Two forensic anthropologists, Vince Sava, who is directing
the exhumation, and Roger Antrim, had been in Kalaupapa since Saturday, Jan.
22, to prepare the process. By the time the rest of the five-person team
arrived Sunday afternoon, the men had already cleared about four feet deep of
soil.
Helping them were several members of Mother Marianne’s
order, the Franciscan Sisters themselves.
“Sister Davilyn and a lot of the other sisters were there
off and on during the day,” Sava said. “They
clipped roots and handed us tools. Picking up rocks and stuff we threw out of
the hole. We found five crosses that were all in a cluster.”
Franciscan Sister Davilyn Ah Chick worked most of the day
with Jennifer Cerny, a cultural anthropologist for the National Park Service in
Kalaupapa.
Four of the crosses discovered were metal and one was a
ceramic figure of Jesus which Sava believes
was part of a crucifix, the wood of which had decayed.
The members of the forensic team did the digging, taking
turns. They shoveled the soil into a 10-gallon bucket, which was taken to three
sifters hanging under a tarp about five feet away.
The work was done using shovels and hand tools. When they
got closer to the grave shaft, they switched to trowels and finer instruments.
They will use dental picks, spoons and other small instruments for the remains
themselves.
The exhumation was scheduled to coincide with Mother
Marianne’s birthday, Jan 23, the day before.

List of tasks>
1. Name every person mentioned in the exhumation passage.
2. In the exhumation passage, rewrite everything from "Four of the" down to "which had decayed.", changing "ceramic" to "porcelain".
3. Please go on with the exhumation passage from the point where it stops.
None of the material is needed for this work.

Stored data entries>
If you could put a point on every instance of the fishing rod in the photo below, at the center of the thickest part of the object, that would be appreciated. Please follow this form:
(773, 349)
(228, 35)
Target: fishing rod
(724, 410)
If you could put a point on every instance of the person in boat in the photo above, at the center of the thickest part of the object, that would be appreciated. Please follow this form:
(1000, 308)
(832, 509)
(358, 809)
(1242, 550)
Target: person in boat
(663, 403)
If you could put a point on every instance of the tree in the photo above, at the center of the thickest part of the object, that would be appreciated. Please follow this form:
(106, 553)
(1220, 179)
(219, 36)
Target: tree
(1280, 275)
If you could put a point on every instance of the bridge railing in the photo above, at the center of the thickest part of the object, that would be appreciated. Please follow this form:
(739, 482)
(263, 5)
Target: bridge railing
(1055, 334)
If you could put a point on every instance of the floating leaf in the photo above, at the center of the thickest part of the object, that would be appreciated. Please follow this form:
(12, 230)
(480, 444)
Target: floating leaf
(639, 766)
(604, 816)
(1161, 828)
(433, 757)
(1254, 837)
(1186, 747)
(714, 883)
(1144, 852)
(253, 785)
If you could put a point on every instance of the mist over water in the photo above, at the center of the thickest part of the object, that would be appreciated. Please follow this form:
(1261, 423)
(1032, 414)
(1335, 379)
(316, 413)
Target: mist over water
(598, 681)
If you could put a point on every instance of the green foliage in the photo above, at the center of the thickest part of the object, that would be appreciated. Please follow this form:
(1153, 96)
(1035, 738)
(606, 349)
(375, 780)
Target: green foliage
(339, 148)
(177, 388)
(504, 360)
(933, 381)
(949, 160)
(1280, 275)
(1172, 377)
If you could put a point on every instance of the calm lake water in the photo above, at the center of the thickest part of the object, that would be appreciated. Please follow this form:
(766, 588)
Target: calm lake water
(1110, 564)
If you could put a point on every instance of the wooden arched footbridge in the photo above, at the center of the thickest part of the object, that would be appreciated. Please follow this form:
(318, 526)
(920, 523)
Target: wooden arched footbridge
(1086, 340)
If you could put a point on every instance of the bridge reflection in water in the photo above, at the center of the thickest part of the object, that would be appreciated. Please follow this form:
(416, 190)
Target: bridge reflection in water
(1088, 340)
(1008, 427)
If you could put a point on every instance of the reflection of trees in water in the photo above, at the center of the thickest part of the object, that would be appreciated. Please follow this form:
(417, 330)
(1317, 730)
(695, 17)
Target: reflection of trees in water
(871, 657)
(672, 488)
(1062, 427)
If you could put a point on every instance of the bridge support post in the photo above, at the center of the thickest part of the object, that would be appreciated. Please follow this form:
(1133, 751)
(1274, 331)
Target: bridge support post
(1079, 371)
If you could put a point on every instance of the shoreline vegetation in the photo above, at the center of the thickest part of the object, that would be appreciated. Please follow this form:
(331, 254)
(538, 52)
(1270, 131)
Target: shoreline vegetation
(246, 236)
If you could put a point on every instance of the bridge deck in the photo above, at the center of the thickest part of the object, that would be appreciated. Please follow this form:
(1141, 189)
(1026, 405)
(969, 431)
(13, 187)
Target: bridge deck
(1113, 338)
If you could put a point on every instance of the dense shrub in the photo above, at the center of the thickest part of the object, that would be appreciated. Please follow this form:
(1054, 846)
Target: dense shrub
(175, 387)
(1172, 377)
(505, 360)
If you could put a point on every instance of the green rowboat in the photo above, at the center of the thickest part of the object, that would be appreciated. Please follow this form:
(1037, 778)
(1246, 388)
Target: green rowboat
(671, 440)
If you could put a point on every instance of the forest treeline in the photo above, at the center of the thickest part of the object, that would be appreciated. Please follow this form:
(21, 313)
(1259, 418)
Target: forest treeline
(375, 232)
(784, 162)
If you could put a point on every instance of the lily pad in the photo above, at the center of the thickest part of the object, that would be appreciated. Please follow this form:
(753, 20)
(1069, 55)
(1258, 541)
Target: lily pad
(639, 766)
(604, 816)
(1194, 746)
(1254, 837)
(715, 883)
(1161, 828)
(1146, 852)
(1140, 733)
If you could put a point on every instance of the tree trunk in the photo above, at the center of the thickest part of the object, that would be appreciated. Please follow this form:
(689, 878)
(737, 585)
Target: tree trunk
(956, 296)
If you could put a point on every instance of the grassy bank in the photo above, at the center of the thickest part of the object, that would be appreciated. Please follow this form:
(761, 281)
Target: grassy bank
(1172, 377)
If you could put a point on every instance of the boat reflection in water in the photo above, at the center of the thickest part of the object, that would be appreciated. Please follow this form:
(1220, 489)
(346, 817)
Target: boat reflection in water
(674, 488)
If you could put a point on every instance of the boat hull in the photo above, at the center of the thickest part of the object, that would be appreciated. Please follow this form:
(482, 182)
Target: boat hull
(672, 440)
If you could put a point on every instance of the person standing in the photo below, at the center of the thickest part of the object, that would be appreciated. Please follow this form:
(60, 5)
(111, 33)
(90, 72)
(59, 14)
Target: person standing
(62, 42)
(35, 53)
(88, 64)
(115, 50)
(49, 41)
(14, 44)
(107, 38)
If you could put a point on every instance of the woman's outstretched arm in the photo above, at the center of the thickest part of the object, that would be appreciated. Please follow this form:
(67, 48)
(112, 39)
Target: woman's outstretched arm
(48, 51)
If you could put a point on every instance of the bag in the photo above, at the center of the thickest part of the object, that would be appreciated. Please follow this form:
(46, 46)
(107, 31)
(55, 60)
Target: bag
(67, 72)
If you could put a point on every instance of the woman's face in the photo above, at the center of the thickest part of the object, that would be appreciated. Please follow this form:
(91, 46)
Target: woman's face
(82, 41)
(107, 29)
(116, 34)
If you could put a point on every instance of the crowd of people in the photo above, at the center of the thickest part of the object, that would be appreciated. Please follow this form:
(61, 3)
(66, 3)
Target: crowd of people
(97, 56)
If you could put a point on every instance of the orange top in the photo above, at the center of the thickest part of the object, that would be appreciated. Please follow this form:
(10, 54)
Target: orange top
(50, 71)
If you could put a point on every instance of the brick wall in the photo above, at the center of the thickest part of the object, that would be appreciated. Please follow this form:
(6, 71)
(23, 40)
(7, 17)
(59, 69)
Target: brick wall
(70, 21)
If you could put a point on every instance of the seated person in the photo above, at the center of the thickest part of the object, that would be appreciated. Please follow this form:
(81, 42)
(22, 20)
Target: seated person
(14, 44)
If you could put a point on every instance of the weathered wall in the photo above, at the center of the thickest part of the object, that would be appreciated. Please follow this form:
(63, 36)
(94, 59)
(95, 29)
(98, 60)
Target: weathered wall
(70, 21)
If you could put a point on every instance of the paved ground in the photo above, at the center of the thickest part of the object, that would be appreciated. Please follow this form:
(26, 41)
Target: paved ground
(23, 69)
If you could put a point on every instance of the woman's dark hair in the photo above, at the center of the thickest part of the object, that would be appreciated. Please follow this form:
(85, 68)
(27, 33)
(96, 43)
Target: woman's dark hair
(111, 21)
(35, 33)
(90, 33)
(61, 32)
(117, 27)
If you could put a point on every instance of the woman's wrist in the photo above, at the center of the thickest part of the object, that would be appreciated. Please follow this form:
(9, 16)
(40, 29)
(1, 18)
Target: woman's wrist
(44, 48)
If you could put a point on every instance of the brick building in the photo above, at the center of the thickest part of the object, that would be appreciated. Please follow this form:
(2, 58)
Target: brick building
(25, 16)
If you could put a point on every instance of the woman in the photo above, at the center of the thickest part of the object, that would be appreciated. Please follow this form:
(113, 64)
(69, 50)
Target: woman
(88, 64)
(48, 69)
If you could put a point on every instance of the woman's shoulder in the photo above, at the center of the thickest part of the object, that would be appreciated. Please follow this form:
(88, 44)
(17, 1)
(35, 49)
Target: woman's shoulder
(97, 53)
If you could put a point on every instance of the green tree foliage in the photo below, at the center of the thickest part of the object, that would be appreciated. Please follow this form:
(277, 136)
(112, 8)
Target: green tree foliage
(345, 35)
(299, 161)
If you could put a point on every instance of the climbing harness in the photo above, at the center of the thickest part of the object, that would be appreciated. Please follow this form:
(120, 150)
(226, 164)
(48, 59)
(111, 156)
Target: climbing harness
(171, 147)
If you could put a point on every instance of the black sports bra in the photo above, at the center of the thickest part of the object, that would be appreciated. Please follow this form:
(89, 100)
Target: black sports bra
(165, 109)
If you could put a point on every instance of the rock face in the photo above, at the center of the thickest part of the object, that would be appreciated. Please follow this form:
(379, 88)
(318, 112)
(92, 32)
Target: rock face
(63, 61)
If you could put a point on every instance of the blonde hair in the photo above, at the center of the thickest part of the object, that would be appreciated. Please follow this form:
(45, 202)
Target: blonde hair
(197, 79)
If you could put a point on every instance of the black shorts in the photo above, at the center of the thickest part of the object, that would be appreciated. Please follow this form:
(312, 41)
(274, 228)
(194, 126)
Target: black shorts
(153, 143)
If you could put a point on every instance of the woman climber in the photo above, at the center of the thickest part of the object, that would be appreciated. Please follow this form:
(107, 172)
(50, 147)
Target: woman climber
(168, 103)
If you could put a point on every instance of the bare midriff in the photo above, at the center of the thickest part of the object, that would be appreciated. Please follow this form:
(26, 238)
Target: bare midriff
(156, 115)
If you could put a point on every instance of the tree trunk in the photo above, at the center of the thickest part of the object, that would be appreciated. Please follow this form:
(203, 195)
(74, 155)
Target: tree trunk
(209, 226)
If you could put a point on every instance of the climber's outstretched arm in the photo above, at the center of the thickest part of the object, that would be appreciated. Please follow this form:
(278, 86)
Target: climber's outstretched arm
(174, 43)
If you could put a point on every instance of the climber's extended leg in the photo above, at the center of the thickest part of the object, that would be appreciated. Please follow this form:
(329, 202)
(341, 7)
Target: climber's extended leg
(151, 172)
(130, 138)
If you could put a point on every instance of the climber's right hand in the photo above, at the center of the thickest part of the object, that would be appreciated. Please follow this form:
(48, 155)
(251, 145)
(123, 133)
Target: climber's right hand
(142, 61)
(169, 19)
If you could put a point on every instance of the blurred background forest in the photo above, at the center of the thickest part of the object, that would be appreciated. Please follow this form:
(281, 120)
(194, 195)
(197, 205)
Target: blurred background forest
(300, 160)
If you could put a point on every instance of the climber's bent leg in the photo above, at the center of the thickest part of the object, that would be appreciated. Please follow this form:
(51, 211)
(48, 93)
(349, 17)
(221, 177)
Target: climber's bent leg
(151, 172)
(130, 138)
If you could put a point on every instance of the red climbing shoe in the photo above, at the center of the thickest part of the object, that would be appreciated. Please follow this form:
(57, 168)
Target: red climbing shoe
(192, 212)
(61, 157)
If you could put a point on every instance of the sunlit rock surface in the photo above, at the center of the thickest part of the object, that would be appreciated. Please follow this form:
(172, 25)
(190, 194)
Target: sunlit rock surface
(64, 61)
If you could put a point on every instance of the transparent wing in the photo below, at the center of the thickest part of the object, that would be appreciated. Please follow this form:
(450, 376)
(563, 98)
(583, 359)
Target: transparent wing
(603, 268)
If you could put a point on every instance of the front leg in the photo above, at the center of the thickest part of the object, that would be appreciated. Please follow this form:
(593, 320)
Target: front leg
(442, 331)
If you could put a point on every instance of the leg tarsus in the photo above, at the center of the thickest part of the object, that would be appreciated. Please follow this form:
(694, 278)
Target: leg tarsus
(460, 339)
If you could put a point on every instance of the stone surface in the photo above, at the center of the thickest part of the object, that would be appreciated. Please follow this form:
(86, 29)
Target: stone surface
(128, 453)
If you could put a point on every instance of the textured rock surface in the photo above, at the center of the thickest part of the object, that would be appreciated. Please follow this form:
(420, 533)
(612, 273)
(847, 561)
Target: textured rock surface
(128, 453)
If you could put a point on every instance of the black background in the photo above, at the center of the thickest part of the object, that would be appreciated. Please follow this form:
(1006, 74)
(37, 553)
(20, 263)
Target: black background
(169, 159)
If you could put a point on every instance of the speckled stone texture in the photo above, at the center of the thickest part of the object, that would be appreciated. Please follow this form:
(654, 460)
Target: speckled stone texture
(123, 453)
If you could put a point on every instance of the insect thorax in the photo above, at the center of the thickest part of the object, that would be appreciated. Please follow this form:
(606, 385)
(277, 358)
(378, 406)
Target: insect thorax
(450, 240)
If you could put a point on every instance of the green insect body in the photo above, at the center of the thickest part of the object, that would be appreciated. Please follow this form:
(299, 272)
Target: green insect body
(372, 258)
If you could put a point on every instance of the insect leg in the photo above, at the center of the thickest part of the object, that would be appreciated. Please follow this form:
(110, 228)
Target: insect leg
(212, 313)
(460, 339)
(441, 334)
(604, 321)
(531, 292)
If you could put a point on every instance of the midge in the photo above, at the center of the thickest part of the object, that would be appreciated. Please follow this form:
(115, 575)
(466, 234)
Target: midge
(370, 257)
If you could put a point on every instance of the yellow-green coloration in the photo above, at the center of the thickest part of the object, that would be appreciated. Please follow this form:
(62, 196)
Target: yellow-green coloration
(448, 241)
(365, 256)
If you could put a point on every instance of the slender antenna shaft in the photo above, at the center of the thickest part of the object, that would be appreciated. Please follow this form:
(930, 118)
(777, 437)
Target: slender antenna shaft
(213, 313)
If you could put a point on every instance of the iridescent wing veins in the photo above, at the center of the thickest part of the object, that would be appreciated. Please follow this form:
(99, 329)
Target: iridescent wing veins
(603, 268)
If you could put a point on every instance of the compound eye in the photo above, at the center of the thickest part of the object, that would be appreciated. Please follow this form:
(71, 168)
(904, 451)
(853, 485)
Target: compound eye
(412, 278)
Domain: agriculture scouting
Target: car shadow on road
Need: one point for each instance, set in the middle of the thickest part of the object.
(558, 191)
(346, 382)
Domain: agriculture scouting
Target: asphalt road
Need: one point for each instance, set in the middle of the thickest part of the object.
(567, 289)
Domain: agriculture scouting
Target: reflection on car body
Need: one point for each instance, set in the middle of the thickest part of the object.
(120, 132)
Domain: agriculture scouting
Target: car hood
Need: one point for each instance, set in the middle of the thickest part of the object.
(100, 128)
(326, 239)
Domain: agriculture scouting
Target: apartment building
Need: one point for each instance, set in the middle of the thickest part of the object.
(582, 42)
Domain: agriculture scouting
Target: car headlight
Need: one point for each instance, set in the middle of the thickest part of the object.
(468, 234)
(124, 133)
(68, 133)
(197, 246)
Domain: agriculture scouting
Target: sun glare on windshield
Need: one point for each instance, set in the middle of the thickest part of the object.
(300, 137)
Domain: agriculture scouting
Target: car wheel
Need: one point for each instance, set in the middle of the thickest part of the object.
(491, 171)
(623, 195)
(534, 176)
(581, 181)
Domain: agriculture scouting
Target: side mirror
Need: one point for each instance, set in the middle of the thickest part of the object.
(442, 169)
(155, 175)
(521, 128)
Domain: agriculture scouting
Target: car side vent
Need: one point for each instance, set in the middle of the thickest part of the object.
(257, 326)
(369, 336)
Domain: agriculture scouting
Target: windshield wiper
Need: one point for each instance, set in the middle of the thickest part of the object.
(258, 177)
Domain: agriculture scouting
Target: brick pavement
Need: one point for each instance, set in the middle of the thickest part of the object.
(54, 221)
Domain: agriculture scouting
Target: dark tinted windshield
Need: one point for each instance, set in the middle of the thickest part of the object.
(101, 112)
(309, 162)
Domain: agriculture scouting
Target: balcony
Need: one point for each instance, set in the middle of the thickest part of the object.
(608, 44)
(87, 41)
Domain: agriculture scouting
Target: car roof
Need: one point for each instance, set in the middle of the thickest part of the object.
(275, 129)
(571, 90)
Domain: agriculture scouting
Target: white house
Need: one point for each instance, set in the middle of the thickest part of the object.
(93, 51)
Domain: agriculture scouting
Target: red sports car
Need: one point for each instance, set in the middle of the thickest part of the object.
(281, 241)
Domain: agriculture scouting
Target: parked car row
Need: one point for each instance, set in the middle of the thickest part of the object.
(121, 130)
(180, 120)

Answers for each item>
1. Vince Sava, Roger Antrim, Mother Marianne, Sister Davilyn Ah Chick, Jennifer Cerny

2.
Four of the crosses discovered were metal and one was a
porcelain figure of Jesus which Sava believes
was part of a crucifix, the wood of which had decayed.

3.
At a prayer service that evening in Kalaupapa’s parish church of St. Francis, Franciscan Sister Marion
Kikukawa, vice postulator for the Cause of Mother Marianne, said, “It is her
167th birthday and we celebrate this woman whose life and virtue has been an
inspiration.”
Born and raised on Molokai, Sister Marion reflected about
growing up on topside Molokai and going with
friends to the Kalaupapa lookout to “gaze over at the peninsula.” She remembers
the stories her mother told of Father Damien and Mother Marianne.
“As a native of Molokai, I embrace Mother Marianne as
ohana because she came here to Hawaii thinking
she would be setting things up, then going back to Syracuse,” Sister Marion said. “She truly
became a child of the land and a women of this place.”
A small choir, led by Robert Mondoy and Calvin Liu, with
members from the Cathedral of Our Lady of Peace in Honolulu
and St. John Vianney and St. Anthony Parishes in Kailua, sang at the vigil and for the
candlelight procession to the grave that followed.
On the warm and breezy night, under the light of the full
moon, about 40 people processed from the church to the gravesite for a few
moments of silent reflection.
Sister Frances Therese Souza, one of the two Franciscans
working in Kalaupapa, said that it was on her birthday, April 19, that Mother
Marianne was named “venerable,” the first formal step toward canonization.
“I don’t get passionate about things, but I can tell you
that I am very passionate about Mother Marianne,” said Sister Frances Therese
Souza. “I have been here energetically with her for 16 years and I feel we’re
connected.”
Diocesan administrator Father Thomas Gross presided at the
8 a.m. Mass and the official ceremony marking the start of the exhumation.
Celebrating with him were Father Grimaldi, Sacred Hearts Father Joseph
Hendricks, pastor of St. Francis Church, and about 75 others, including 23
Sisters of St. Francis.
Dr. Paul DeMare, the great, great great grandnephew of
Mother Marianne, and a radiation oncologist at St. Francis Medical Center in Honolulu, was also at the
opening ceremony.
“I am happy to be here,” he said. “I am observing
history.”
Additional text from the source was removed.